### Explore the material
[1] From the passage on hibernation-associated gene regulation, output the portion from "Gene ontology analysis" to "gene expression responses." verbatim.
[2] In the passage on hibernation-associated gene regulation, after controlling for GC content, what share of pHibARs showed selection effects consistent with either positive selection or relaxed purifying selection in hibernators?
[3] Write the next part of the passage on hibernation-associated gene regulation, beginning after its final sentence.

### Selected passage
######
Gene ontology analysis revealed that Hibernation-Hub genes are enriched for regulatory functions, including DNA-binding transcription factor activity, nuclear receptor binding, transcription coactivator/corepressor activity, and nuclear glucocorticoid receptor binding (Fig. 3G). Glucocorticoid signaling and the hypothalamic-pituitary-adrenal axis, which regulates adrenal glucocorticoid release, are central to fasting responses (34). These findings point to Hibernation-Hub genes as regulators of FFR gene expression responses.
ARs are Associated with CRE Loss of Function Effects
Accelerated evolution can indicate selection for lineage-specific traits or result from GC-biased gene conversion. After controlling for GC content, ~76% of pHibARs showed selection effects consistent with either positive selection (gain of function) or relaxed purifying selection (loss of function) in hibernators (table S9). To distinguish these effects, we analyzed how ARs correspond to changes in hypothalamic cis-regulatory elements in the 13-lined ground squirrel (hibernator) versus mice (homeotherm). We performed H3K27ac ChIP-Seq in squirrel and mouse hypothalami to identify active CREs and assess whether squirrel ARs affect (i) mouse-CREs (loss of function), (ii) squirrel-CREs (gain of function), or (iii) shared CREs (Fig. 3H). Comparative profiling revealed species differences in CRE activity (fig. S10A,B). Whereas27% of significant H3K27ac+ peaks overlapped between species, 73% were species-specific. Squirrel ARs were enriched in mouse-CREs but depleted in squirrel and shared CREs, supporting a loss-of-function effect in squirrel (Fig. 3I,J). We conducted the same analysis in mice. Similar to squirrel, mouse ARs were depleted in mouse-CREs and shared CREs but enriched in squirrel-CREs, consistent with mouse ARs contributing to CRE loss-of-function in mice (Fig. 3I). Deleted regions, known loss-of-function events, showed the same pattern as ARs—squirrel deletions were depleted in squirrel-CREs and shared CREs but enriched in mouse-CREs, with the reciprocal result for mouse deletions (fig. S10C). Thus, ARs and deletions exhibit parallel loss-of-function effects.
######
### Dataset
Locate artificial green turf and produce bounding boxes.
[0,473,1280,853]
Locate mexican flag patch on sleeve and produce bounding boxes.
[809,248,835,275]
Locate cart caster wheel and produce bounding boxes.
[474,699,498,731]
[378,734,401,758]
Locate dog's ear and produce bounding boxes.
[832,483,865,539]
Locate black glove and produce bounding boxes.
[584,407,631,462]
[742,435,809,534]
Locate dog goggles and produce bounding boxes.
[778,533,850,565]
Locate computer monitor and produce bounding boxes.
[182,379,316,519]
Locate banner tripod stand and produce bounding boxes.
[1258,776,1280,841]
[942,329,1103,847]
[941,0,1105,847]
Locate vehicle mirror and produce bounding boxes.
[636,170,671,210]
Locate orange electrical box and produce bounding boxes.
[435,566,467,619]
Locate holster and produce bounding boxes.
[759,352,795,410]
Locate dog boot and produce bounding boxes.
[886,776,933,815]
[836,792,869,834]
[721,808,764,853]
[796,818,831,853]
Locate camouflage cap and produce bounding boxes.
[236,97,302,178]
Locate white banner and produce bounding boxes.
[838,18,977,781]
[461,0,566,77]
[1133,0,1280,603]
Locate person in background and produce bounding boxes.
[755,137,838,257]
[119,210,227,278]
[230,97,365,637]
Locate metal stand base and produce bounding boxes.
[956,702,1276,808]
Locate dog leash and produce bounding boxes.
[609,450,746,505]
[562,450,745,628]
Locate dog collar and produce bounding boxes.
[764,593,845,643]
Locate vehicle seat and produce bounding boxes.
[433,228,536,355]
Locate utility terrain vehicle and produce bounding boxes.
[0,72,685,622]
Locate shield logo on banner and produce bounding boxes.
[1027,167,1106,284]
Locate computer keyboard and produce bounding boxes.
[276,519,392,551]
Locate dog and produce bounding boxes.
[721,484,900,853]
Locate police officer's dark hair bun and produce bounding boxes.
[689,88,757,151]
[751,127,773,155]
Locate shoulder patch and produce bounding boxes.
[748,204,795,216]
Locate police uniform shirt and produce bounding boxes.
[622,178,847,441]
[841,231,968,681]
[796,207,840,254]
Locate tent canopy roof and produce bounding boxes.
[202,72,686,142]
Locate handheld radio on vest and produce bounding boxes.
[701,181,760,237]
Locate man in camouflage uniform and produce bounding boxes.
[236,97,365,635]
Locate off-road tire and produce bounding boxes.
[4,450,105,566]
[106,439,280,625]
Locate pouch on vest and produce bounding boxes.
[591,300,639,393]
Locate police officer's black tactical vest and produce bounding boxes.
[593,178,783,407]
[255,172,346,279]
######
### Exercise responses
[1]
Gene ontology analysis revealed that Hibernation-Hub genes are enriched for regulatory functions, including DNA-binding transcription factor activity, nuclear receptor binding, transcription coactivator/corepressor activity, and nuclear glucocorticoid receptor binding (Fig. 3G). Glucocorticoid signaling and the hypothalamic-pituitary-adrenal axis, which regulates adrenal glucocorticoid release, are central to fasting responses (34). These findings point to Hibernation-Hub genes as regulators of FFR gene expression responses.

[2] About 76%.

[3]
To further investigate AR-associated loss-of-function effects in hibernators, we analyzed transcription factor binding sites (TFBSs) within pHibARs, comparing hibernators and closely related homeotherm sequences (fig. S10D,E). Homeotherm sequences contained more TFBS motifs than hibernator sequences, indicating that ARs in hibernators predominantly eliminate rather than create TFBSs (fig. S10D,E). This pattern was consistent across all four hibernator-homeotherm pairs. Human sequences corresponding to pHibAR and pHibDEL sites were enriched for 35 and 146 regulatory protein motifs, respectively (fig. S11, table S10), highlighting their potential roles in the regulatory divergence between hibernators and homeotherms.
A key example was the enrichment of HIF1A (Hypoxia-Inducible Factor 1 Alpha) binding motifs, with a 2.6-fold increase in pHibARs and 34-fold in pHibDELs (fig. S11). HIF1A regulates metabolic shifts under low oxygen, and its role in hibernation is linked to apneic breathing and hypothermia during torpor entry (35, 36). These findings show evolutionary changes in Hif1a signaling and its associated cis-elements. Although some ARs may confer gain-of-function, our results show that hibernator ARs predominantly cause selective CRE and TFBS loss-of-function. These changes shape the genomic specialization of hibernators.
Hibernation-Linked Gene Regulatory Programs Converge on Specific Hypothalamic Cells
We examined whether convergent genomic changes in hibernators disproportionately affect specific hypothalamic cell types under different FFR conditions (Fig. 4A). We collected snRNA-seq and snATAC-seq data from 89,036 hypothalamic cells in fed, 72-hr fasted, and 12-hr refed adult mice. From snRNA-seq, we identified eight major cell types (Fig. 4B) and 42 cell clusters (Fig. 4C). Seven clusters increased during refeeding, including GABAergic, glutamatergic, and other neuronal cells, along with oligodendrocyte precursor cells (OPCs) and microglia (Fig. 4D). Marker genes define each cluster (Table S11). These findings reveal metabolic state-dependent shifts in cell populations.
Fig. 4. Single-nucleus multi-omics links FFR responses and Hibernation-Hub genes to distinct hypothalamic cell types.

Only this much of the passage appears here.